BEGIN Excerpt provided

Karneval is SFF with mystery elements. I'm pretty sure I bought my copy new but steeply discounted, as part of the closure of my town's only new bookstore.
Review:
This starts with a child-like teen (young man?) named Nai being handed over to Lady Mine, possibly for sex but more likely for food (or, you know, both). They're interrupted by the arrival of a small band of thieves. The leader of the group, Gareki, sees Nai's bracelet and recognizes it as something valuable - it's the ID used by Circus, a special group devoted to hunting Varuga. He helps Nai escape in the hope of getting his bracelet and selling it. Nai, meanwhile, would happily give it to him but wants to ask permission from its owner first, someone named Karoku. Karoku is an important person to Nai, and he badly wants to find him again.
Gareki figures that Karoku must be a member of Circus, so he focuses on getting Nai to them. Unfortunately, Nai is a bit stupid and requires constant supervision. When they do eventually get in touch with Circus, there's no Karoku, but a little investigation results in some shocking revelations about Nai's identity.
I've wanted to try this series for a while, but I vaguely remembered hearing less than positive things about it. Now that I've read this omnibus (which collects the first couple volumes of the series), I can agree that this series isn't really worth my time and money.

END Excerpt provided

* [Problems to work on]:
(a) Rewrite the Karneval review, everything from "Karneval is SFF" down to "only new bookstore.", using "comic shop" in place of "bookstore".
(b) Name every individual character the Karneval review mentions by name.
(c) Carry on the Karneval review from its final sentence.

BEGIN Entries shown

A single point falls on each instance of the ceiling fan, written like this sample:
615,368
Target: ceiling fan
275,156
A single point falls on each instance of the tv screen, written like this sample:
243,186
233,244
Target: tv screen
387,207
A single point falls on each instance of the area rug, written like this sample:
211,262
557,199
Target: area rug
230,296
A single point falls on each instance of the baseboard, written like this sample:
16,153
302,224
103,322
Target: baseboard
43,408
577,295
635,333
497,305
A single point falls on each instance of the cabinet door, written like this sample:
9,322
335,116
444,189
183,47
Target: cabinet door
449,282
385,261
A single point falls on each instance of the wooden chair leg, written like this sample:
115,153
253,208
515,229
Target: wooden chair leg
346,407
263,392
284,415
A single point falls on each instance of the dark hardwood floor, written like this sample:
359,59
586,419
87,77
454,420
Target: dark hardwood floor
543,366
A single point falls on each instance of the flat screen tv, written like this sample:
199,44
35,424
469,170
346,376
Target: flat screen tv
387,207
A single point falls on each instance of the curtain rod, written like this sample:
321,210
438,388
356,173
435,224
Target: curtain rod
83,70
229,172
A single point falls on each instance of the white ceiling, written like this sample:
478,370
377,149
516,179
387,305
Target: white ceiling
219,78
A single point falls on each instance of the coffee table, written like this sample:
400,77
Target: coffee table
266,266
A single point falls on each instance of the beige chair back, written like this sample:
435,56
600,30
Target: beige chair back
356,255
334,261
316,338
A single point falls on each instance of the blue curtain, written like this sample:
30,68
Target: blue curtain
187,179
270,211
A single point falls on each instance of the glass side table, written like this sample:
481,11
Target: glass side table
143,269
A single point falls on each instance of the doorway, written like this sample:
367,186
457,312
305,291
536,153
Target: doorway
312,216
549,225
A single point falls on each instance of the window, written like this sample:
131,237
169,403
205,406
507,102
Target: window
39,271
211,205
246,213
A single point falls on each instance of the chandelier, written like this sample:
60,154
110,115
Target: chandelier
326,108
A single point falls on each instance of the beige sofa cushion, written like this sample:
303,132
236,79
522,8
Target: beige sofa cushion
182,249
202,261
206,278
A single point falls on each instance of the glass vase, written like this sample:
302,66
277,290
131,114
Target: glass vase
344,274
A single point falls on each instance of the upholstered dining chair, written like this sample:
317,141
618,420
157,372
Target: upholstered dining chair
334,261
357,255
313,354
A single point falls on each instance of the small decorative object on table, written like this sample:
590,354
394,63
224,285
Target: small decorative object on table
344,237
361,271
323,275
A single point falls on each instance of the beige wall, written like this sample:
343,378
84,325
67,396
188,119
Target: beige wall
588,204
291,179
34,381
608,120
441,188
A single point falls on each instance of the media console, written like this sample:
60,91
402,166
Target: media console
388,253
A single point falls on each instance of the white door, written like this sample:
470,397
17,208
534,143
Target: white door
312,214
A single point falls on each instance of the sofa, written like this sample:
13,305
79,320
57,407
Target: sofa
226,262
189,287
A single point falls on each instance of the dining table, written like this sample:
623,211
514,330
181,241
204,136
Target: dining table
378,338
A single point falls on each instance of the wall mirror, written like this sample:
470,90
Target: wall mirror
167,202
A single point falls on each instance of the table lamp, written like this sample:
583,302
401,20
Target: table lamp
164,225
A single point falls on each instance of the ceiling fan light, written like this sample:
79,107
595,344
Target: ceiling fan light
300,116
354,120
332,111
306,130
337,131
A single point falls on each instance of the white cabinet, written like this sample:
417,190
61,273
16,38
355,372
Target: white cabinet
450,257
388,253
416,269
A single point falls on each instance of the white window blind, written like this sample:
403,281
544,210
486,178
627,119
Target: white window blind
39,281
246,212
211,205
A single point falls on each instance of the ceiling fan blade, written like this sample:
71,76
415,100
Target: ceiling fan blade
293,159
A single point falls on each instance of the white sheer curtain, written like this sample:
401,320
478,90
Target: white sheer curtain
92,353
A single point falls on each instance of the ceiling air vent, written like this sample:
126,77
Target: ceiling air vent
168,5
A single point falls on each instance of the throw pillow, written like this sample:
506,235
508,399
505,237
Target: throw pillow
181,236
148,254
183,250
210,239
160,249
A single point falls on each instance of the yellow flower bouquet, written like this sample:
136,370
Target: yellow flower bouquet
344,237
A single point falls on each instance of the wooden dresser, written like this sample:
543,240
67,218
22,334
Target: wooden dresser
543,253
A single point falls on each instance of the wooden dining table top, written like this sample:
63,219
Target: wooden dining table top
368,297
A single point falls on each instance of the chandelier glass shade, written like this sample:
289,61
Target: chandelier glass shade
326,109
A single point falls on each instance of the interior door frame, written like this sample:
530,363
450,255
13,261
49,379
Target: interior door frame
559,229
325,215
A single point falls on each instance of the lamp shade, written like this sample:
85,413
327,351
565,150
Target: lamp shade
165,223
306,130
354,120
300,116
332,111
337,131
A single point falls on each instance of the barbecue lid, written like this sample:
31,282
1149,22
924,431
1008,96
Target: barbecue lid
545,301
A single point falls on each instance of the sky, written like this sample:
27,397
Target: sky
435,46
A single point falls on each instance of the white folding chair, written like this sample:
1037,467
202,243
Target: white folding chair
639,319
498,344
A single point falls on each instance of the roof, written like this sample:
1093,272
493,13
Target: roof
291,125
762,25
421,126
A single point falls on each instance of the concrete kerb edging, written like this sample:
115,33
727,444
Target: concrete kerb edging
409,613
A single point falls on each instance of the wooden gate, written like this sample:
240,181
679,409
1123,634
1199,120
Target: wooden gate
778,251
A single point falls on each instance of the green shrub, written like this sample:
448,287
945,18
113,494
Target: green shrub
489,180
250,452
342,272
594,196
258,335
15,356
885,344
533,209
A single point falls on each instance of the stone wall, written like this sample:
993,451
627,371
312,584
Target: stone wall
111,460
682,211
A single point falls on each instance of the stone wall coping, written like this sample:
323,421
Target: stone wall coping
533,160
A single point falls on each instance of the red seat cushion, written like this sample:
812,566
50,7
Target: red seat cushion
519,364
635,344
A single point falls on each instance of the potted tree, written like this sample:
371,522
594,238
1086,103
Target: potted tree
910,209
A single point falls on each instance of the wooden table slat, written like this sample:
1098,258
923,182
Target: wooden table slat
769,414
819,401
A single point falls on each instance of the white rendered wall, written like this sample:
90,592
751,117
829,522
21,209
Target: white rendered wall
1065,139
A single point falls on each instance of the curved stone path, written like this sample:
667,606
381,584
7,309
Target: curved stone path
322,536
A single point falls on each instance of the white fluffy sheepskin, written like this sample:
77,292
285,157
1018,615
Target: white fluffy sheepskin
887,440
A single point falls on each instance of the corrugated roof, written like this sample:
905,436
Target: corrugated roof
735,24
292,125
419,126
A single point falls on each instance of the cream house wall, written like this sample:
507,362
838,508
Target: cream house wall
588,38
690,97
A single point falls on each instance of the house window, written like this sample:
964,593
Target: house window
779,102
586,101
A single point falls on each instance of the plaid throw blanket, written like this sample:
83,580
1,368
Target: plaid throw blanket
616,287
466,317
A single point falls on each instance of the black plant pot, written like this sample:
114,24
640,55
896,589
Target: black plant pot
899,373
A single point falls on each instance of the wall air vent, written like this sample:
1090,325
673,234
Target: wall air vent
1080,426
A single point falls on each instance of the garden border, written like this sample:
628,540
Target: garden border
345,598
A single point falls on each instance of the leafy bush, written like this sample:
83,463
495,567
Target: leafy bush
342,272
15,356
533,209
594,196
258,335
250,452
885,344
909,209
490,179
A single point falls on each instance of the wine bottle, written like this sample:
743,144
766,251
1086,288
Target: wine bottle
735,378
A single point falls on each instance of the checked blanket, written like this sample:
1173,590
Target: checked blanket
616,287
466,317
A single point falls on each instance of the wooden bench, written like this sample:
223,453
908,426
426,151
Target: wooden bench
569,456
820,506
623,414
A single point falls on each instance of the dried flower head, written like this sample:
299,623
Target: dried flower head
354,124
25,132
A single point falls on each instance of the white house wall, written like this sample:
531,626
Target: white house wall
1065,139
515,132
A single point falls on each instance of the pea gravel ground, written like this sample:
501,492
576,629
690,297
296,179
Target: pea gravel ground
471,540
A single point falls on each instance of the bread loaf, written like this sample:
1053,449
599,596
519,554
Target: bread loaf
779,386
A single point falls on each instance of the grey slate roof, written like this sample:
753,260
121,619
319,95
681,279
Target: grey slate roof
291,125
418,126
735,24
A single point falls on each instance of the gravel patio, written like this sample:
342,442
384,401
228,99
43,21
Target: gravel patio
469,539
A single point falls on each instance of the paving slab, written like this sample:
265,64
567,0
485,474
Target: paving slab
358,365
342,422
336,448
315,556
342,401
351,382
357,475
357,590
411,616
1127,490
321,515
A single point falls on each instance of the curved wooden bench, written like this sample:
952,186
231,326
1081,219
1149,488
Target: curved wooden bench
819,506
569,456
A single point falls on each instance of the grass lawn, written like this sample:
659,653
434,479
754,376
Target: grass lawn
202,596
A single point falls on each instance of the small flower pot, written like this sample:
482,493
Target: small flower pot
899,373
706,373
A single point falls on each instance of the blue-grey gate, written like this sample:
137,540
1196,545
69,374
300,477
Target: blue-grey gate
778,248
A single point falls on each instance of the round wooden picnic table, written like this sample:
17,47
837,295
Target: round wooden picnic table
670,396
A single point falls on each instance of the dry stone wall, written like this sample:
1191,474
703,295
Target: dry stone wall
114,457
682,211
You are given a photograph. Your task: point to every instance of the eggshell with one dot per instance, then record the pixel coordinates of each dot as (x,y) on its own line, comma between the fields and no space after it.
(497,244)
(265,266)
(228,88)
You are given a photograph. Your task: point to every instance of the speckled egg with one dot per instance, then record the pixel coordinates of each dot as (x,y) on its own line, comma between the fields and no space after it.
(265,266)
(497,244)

END Entries shown

* [Expected outputs]:
(a)
Karneval is SFF with mystery elements. I'm pretty sure I bought my copy new but steeply discounted, as part of the closure of my town's only new comic shop.

(b) Nai, Lady Mine, Gareki, Karoku

(c)
The world-building is weird and nonsensical. There are Peacekeepers, who look into minor crimes, and Circus, which supposedly investigates both more major crimes, like murder, and hunts down Varuga, humans or animals that have been genetically altered to have special powers. Varuga generally feed on humans. After Circus completes an operation, they put on a show (like a real circus) for the local townspeople as an apology for scaring everyone, and somehow this makes everything better. It was the dumbest thing, and also illustrated the issues this series had with tone. Karneval aimed at being both light and fluffy, with agents who dress up as adorable mascots to make children smile and who play hide-and-seek to keep their charges occupied, and dark, with eyeball-removing serial killers and ordinary people having to be hunted down because they unknowingly have become Varuga.
Nai was astonishingly naive and uninformed, to the point that he didn't even know what blood was. This was eventually explained, and his ability to hear sounds that others couldn't meant that he wasn't completely useless, but generally he couldn't be left alone for even a second without almost getting himself captured or killed. It was frustrating, and it's tough to imagine him having any role in the series other than "mascot."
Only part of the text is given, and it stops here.